The sources said that members of the Israeli force, driving a civilian vehicle, blocked Hanayshah’s car near the martyrs’ triangle at the entrance to Qabatiyah and arrested him.

The troops then led Hanayshah to a wooded area on the side of the road and fired several shots at his head and torso, killing him instantly.

The occupation forces also arrested three other citizens who were in Hanayshah’s car and lead them to an unknown destination.

Meanwhile, Palestinian President Mahmud Abbas said on Tuesday in Paris that he was hoping to persuade the European Union to resume its financial aid by lifting its ‘blockade’, which, according to him, favours ‘the rise of extremism’.

‘We talked about what worries us most, namely the financial and economic blockade, which we must try to lift,’ he told the press after talks lasting an hour with French President Jacques Chirac at the Elysee palace, during the first stop on a European tour.

The Middle East quartet, comprising the EU, the United States, Russia and the UN, decided to freeze direct aid to the Palestinians after Hamas formed a government in March 2006.

‘We are not discouraged, but we are working to obtain a change in European decisions on this issue,’ Abbas said.

‘Of course there are obstacles which we are trying to overcome,’ he added.

He warned that maintaining the blockade ‘will have extremely serious and negative repercussions for the Palestinian people’.

‘We are worried about the rise of extremism and about no longer being able to control the situation,’ he said.

Chirac, for his part, judged that the formation of a government of national unity was ‘a positive development’ favourable to the resumption of aid to the Palestinians during a meeting of European foreign ministers on 23 April, French presidential spokesman Jerome Bonnafont said.

Given records »
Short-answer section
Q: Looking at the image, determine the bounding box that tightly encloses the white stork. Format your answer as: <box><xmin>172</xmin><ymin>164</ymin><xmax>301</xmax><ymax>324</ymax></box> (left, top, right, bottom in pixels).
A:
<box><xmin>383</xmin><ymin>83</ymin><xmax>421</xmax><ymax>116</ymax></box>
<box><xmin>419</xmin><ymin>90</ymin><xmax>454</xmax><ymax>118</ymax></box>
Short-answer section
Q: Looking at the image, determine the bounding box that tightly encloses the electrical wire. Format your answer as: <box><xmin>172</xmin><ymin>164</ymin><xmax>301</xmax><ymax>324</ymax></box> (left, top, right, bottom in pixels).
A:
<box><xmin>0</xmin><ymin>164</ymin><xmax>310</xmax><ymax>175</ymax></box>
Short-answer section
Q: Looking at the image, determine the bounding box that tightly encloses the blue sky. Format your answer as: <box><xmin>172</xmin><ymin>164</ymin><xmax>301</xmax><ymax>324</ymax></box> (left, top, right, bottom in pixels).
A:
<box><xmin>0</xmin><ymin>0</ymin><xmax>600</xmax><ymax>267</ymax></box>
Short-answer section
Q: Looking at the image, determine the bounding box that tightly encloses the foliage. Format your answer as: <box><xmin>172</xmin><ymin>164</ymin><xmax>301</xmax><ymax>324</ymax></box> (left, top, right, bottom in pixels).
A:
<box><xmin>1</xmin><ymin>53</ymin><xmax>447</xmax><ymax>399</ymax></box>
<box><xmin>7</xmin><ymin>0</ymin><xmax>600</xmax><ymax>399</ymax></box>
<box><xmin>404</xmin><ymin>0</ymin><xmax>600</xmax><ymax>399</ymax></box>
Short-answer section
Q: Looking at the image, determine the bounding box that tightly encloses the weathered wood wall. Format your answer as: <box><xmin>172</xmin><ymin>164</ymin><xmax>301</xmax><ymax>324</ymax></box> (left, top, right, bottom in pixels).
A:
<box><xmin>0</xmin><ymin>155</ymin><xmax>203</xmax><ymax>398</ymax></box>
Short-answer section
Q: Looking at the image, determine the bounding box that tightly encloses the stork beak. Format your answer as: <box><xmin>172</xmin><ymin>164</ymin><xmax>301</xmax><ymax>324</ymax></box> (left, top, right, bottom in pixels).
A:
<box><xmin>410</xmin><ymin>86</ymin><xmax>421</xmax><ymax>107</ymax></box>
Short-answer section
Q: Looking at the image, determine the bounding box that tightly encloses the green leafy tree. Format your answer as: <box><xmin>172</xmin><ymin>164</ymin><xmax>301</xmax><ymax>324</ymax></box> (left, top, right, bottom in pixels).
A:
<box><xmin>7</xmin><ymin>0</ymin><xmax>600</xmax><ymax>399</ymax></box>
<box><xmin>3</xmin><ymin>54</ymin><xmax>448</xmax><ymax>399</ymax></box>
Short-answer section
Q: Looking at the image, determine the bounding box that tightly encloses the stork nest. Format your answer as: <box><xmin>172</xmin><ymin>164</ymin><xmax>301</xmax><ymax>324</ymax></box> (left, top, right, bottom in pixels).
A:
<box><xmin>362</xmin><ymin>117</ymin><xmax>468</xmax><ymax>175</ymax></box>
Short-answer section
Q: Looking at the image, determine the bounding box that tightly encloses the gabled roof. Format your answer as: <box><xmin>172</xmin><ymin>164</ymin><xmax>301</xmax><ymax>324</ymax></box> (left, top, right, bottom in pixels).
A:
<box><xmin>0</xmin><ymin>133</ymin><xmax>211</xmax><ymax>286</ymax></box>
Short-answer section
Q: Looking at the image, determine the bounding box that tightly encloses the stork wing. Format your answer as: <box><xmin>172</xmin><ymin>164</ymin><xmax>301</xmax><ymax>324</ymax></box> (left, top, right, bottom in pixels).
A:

Your objective »
Restate the news report's passage that starts at the words "The sources said" and ends after "an unknown destination.", swapping "troops" for "soldiers".

Output for this exercise »
The sources said that members of the Israeli force, driving a civilian vehicle, blocked Hanayshah’s car near the martyrs’ triangle at the entrance to Qabatiyah and arrested him.

The soldiers then led Hanayshah to a wooded area on the side of the road and fired several shots at his head and torso, killing him instantly.

The occupation forces also arrested three other citizens who were in Hanayshah’s car and lead them to an unknown destination.